• WHAT IS REQUIRED: The data below holds a line containing "Tag armhole of" and a line containing "Tag woman's mouth."; please quote exactly those two lines and every line between them, and nothing else.

DATA EXCERPTS Start Marker

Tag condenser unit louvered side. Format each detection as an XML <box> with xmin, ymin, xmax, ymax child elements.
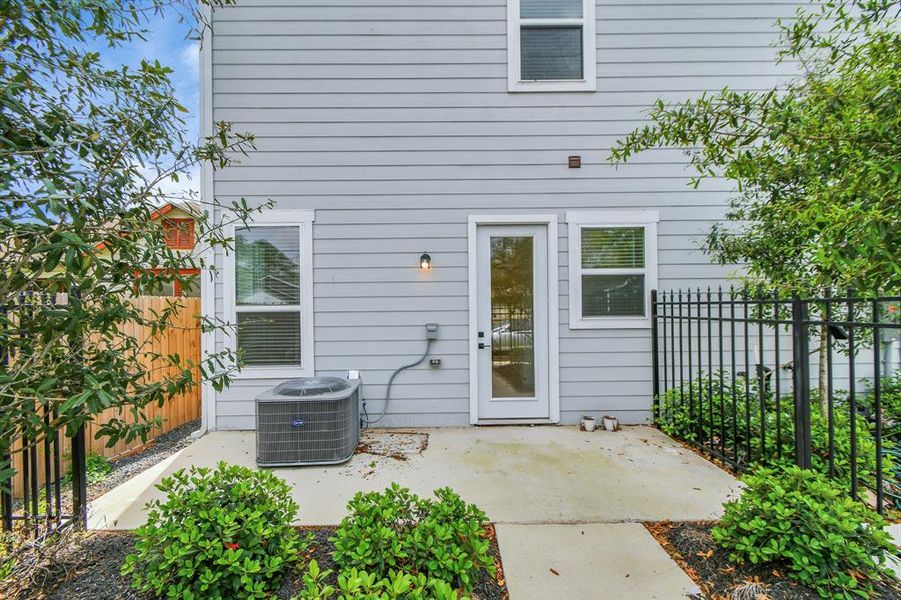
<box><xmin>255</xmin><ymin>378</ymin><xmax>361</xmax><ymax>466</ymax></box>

DATA EXCERPTS End Marker
DATA EXCERPTS Start Marker

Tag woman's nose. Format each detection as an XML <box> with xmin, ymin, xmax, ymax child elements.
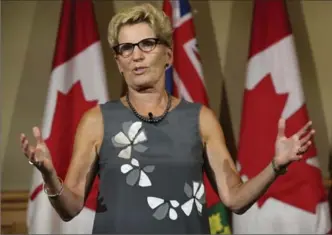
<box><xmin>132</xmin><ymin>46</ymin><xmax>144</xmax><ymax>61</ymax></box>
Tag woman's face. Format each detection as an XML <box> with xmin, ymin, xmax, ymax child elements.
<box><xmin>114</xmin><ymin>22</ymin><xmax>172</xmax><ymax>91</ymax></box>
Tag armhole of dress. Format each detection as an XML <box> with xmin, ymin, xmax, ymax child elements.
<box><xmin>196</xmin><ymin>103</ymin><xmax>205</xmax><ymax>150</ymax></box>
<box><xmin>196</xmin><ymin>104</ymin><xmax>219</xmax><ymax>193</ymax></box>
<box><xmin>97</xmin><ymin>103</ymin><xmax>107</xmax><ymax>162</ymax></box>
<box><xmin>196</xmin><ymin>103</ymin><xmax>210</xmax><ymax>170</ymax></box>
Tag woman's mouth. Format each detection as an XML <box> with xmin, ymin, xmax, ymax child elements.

DATA EXCERPTS End Marker

• RESPONSE AREA:
Tag armhole of dress. Format each detection as an XML <box> with xmin, ymin, xmax, ymax child elements.
<box><xmin>196</xmin><ymin>103</ymin><xmax>205</xmax><ymax>150</ymax></box>
<box><xmin>196</xmin><ymin>104</ymin><xmax>219</xmax><ymax>193</ymax></box>
<box><xmin>97</xmin><ymin>103</ymin><xmax>107</xmax><ymax>162</ymax></box>
<box><xmin>196</xmin><ymin>103</ymin><xmax>210</xmax><ymax>170</ymax></box>
Tag woman's mouth. Format each detection as an XML <box> with xmin, ymin, xmax, ymax child elements.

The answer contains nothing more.